WRITTEN INSTRUCTION. Find every line in the entries below that contains the word "roof" and copy each of those lines in full.

SUPPLIED DATA.
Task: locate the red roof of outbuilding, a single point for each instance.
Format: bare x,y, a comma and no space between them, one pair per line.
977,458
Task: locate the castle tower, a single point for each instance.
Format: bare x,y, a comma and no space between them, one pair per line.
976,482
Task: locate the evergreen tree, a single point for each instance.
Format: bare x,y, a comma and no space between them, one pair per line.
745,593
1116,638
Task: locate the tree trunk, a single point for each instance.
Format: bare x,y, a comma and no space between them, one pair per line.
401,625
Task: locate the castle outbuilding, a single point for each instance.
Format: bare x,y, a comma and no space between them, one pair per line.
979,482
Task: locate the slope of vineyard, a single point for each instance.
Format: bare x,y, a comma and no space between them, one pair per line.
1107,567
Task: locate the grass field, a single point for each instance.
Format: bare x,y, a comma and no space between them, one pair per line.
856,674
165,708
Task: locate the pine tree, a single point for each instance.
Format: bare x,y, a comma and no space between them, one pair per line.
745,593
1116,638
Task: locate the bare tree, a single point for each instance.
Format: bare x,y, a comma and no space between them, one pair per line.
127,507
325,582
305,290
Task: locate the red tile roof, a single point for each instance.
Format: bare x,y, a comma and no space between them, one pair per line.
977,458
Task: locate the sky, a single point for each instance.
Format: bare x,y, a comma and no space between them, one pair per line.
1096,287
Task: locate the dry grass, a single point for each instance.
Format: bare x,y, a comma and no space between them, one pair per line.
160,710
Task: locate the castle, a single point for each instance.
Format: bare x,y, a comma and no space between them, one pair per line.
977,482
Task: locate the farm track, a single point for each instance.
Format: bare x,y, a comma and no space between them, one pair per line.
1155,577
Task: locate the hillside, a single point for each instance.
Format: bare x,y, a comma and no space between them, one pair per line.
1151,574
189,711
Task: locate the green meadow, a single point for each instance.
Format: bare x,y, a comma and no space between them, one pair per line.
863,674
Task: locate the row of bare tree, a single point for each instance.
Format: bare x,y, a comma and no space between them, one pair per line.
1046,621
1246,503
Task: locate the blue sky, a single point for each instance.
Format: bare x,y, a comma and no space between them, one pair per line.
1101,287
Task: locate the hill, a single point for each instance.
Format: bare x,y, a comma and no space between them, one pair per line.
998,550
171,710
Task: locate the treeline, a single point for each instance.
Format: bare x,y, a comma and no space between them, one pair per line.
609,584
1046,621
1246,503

* * *

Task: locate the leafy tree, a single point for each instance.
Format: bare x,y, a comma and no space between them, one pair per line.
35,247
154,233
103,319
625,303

---

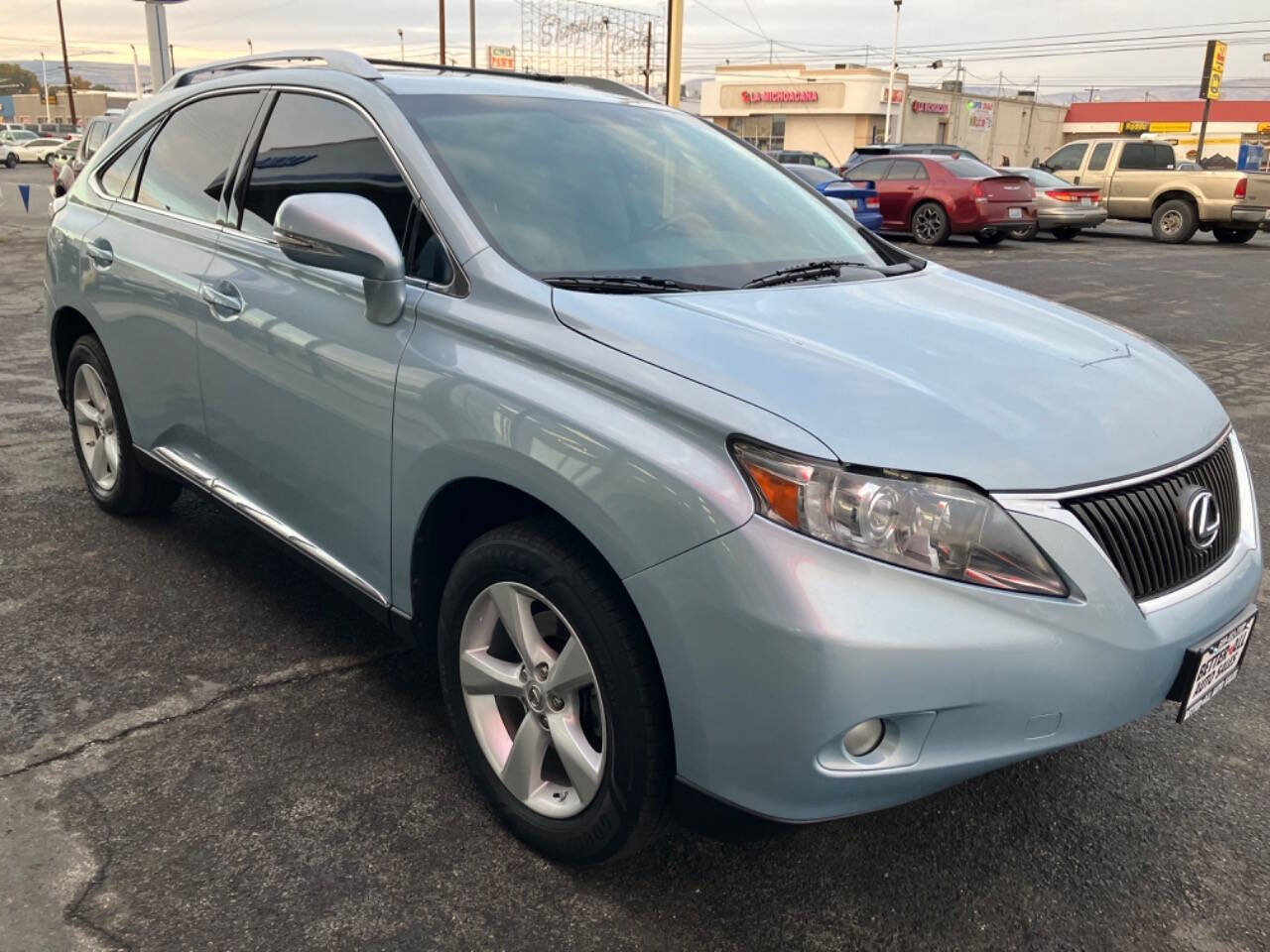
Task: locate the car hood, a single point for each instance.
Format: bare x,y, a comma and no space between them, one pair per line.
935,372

ANSWER TO THIS TASK.
Task: locate the red roof of outbuilding, a single point for each instance.
Task: locate the red tile roof, a single point for each instance.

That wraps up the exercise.